→ **Text section**:
-=-=-=-=-

Thirty Nine Weeks Ended October 31, 2010 Compared to Thirteen Weeks Ended November 1, 2009

Net Sales

Net sales for the thirty-nine week period of fiscal 2011 decreased $9.7 million, or 2.8%, to $341.5 million compared to $351.2 million for the thirty-nine week period of fiscal 2010.  Same-store sales decreased 4.2% when compared with the prior year same thirty-nine week period.  Company sales were impacted by decreases in apparel, electronics and hardlines products, which were slightly offset by increases in the commodities categories of food, pet supplies and health care.

Gross Margin

Gross margin for the thirty-nine week period of fiscal 2011 decreased $8.6 million, or 7.4%, to $107.6 million compared to $116.3 million in the thirty-nine week period of fiscal 2010.  Gross margin as a percentage of sales was 31.5% for the thirty-nine week period of fiscal 2011, which decreased when compared to 33.1% for the thirty-nine week period of fiscal 2010.   The decrease in the gross margin percentage was primarily due to lower margin as a result of product mix of $6.2 million and reduced vendor consideration of $1.0 million offset by reduced markdowns of $1.9 million.  Reduced merchandise receipts of certain seasonal and apparel items during the first quarter of fiscal 2011 attributed to the decline in margin due to product mix.  The reduced merchandise receipts also resulted in lower vendor consideration.

-=-=-=-=-

→ **Direction 1**:
Quote the fiscal 2011 results section word for word, beginning at "Net sales for" and stopping after "and health care.".
→ **Direction 2**:
Render this sentence from the fiscal 2011 results section in Spanish: "Same-store sales decreased 4.2% when compared with the prior year same thirty-nine week period."

→ **Information supplied**:
-=-=-=-=-

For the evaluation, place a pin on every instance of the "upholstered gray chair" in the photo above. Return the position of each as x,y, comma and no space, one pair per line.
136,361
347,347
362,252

-=-=-=-=-

→ **Task solution 1**:
Net sales for the thirty-nine week period of fiscal 2011 decreased $9.7 million, or 2.8%, to $341.5 million compared to $351.2 million for the thirty-nine week period of fiscal 2010.  Same-store sales decreased 4.2% when compared with the prior year same thirty-nine week period.  Company sales were impacted by decreases in apparel, electronics and hardlines products, which were slightly offset by increases in the commodities categories of food, pet supplies and health care.

→ **Task solution 2**:
Las ventas en tiendas comparables disminuyeron un 4,2 % en comparación con el mismo período de treinta y nueve semanas del año anterior.